:: Extracted data ::
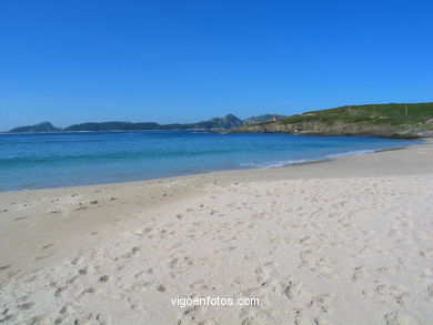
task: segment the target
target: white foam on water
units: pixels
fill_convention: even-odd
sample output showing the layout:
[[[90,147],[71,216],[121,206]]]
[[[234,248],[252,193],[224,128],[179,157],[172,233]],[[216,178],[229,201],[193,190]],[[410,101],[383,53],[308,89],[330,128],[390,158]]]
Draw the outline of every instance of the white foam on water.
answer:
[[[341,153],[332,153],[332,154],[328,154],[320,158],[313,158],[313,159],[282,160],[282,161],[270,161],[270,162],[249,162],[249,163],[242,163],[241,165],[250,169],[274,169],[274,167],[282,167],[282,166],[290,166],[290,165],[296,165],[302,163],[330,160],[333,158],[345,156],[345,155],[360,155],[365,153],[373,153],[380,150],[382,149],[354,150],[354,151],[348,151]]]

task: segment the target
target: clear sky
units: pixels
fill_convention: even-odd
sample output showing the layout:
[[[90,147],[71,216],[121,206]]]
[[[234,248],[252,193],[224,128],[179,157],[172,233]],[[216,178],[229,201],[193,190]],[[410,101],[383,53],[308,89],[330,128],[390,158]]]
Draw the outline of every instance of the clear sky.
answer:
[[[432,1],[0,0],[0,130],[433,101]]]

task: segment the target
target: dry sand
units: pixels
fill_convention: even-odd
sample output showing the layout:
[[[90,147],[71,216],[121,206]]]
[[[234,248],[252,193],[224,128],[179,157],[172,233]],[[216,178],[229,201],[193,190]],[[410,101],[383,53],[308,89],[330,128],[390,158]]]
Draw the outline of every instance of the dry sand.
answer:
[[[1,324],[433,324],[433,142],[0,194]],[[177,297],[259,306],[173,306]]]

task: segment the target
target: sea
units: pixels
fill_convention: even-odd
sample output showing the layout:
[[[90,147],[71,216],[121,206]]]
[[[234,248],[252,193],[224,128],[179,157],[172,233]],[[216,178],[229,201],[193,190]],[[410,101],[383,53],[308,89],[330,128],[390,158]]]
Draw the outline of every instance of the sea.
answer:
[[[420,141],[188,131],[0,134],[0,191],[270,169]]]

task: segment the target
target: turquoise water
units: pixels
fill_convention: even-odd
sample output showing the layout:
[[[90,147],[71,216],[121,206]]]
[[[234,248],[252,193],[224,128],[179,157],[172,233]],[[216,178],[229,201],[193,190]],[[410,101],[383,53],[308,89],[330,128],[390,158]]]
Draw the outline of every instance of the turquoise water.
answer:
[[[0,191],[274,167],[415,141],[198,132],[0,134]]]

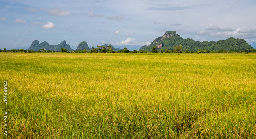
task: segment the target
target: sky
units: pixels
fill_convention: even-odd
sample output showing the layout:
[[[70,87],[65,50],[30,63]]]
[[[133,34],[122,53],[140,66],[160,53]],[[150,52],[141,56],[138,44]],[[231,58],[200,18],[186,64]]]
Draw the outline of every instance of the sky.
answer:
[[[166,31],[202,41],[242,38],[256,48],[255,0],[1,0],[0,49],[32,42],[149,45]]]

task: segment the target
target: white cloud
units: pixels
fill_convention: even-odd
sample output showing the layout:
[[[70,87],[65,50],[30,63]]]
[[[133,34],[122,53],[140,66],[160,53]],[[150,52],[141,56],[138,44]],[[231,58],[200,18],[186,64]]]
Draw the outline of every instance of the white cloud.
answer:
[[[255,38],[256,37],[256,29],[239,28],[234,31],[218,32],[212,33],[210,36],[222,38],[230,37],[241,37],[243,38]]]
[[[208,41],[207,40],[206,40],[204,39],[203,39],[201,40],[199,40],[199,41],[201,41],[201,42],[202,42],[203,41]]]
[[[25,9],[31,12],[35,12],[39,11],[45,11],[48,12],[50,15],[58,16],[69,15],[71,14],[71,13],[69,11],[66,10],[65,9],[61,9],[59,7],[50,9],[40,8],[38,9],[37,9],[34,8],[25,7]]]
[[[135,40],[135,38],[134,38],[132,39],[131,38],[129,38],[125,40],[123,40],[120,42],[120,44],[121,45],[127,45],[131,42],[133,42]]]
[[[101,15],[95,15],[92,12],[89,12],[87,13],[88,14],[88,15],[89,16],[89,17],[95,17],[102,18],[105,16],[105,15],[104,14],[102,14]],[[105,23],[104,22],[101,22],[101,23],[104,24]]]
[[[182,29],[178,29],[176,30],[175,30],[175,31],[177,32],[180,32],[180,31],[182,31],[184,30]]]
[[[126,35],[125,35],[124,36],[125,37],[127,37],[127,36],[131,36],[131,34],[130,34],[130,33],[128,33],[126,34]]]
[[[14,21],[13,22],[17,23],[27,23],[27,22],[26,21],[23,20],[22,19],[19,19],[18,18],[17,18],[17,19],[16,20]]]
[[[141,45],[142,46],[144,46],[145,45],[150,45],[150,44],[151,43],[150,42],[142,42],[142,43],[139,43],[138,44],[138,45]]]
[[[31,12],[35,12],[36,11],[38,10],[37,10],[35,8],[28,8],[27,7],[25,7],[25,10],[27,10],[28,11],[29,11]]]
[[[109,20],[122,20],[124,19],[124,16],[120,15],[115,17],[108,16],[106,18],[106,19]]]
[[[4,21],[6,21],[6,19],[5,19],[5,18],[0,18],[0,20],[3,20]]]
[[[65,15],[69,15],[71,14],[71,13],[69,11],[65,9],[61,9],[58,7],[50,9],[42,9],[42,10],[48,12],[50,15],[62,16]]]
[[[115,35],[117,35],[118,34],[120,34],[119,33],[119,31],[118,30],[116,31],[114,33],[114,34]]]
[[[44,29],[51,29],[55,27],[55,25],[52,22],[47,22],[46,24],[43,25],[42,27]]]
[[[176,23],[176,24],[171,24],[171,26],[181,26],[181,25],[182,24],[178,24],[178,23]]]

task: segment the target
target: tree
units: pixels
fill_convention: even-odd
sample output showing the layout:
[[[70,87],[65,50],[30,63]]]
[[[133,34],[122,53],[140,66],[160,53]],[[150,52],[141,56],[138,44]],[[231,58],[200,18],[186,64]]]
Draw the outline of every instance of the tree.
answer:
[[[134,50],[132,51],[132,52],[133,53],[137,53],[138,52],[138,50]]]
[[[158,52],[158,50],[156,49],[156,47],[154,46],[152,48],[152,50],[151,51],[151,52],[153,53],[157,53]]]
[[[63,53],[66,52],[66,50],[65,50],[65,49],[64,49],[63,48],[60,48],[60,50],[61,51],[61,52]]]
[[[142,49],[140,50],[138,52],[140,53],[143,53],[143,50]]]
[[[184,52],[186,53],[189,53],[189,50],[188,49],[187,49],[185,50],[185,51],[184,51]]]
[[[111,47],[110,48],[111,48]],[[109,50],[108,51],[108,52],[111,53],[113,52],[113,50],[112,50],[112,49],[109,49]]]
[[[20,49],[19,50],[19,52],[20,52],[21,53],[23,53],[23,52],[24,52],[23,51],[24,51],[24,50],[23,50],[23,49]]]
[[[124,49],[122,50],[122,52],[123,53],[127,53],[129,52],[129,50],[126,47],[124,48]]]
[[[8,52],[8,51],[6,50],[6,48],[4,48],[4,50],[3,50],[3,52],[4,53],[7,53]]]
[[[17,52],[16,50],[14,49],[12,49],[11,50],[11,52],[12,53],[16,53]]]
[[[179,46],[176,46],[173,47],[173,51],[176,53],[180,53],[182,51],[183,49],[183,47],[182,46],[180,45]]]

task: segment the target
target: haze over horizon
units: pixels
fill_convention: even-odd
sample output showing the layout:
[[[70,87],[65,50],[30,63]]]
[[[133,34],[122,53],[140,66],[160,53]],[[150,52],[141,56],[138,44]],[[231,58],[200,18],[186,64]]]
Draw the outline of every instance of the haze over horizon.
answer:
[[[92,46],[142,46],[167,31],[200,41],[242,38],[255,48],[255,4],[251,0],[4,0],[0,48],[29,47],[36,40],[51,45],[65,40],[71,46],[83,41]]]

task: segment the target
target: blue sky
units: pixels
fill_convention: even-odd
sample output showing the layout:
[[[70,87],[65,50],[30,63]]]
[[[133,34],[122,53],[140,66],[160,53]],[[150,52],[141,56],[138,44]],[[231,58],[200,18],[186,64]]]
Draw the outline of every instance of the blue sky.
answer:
:::
Description of the task: List every line of the records that contains the word "water".

Solution:
target: white foam on water
Draw the outline of every instance of the white foam on water.
target: turquoise water
Draw the outline of every instance of the turquoise water.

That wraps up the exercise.